> Stated exercise
Turn the stretch of data from the line containing "Where can the plant" through the line containing "Where can the picture" into a numbered list, leaving out blank lines.

> Object location annotation data
════════════════
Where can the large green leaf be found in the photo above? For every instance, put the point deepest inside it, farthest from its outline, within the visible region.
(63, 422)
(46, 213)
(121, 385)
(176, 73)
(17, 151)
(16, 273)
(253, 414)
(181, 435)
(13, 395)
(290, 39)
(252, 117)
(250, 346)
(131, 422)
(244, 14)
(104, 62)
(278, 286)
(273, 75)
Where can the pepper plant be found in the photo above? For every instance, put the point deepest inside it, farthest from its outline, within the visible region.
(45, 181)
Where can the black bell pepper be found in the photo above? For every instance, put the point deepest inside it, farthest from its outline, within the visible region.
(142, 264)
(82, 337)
════════════════
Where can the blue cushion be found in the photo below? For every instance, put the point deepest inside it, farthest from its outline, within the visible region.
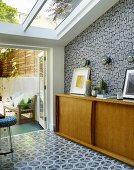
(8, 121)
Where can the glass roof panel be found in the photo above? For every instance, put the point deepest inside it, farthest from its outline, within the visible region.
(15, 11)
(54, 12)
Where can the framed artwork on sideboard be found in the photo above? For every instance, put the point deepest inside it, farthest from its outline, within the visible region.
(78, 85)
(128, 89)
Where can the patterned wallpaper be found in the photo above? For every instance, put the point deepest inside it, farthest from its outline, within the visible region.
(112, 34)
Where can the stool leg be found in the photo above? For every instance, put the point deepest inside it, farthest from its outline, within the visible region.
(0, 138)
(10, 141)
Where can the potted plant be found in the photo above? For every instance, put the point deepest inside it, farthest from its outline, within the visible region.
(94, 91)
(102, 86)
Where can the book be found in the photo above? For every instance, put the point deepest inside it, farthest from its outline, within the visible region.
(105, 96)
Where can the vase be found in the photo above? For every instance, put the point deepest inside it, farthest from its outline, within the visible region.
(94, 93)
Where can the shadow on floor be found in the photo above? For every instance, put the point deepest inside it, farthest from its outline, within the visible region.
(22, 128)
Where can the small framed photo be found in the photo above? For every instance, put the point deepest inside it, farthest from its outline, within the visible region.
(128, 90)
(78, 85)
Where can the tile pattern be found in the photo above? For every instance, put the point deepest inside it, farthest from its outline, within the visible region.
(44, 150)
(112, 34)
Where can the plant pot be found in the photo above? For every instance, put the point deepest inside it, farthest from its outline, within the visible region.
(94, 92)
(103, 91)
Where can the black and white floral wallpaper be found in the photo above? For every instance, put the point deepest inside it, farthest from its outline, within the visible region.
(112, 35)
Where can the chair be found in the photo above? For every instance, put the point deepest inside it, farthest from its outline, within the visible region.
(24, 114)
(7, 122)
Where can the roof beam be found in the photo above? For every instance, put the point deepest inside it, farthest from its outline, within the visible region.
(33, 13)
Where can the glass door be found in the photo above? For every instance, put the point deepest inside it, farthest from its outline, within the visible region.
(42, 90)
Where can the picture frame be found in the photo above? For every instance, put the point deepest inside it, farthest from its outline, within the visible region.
════════════════
> Response to this exercise
1. Where can the plant pot be found in the photo above? For every instance, put the point deepest inside it, farthest from its outline, within the visible region.
2. (94, 92)
3. (103, 91)
4. Where can the black and white floral wallpaper be found in the photo above? For every instance, put the point deepest inside it, farthest from its outline, within the visible region.
5. (112, 35)
6. Where can the chair be found in the photo above? For every instance, put the point deepest inside it, farthest from its outline, within the visible region.
7. (24, 114)
8. (7, 122)
9. Where can the roof beam be found in the photo above? For every instance, put the point deepest inside it, farthest from its outline, within the visible region.
10. (33, 13)
11. Where can the glass door be found in the photo above? For every instance, put the point deepest inside it, farthest from its outline, within the visible region.
12. (42, 90)
13. Where can the picture frame be found in the photo above? For every instance, put the point deepest inside it, farthest from its outline, within the visible region.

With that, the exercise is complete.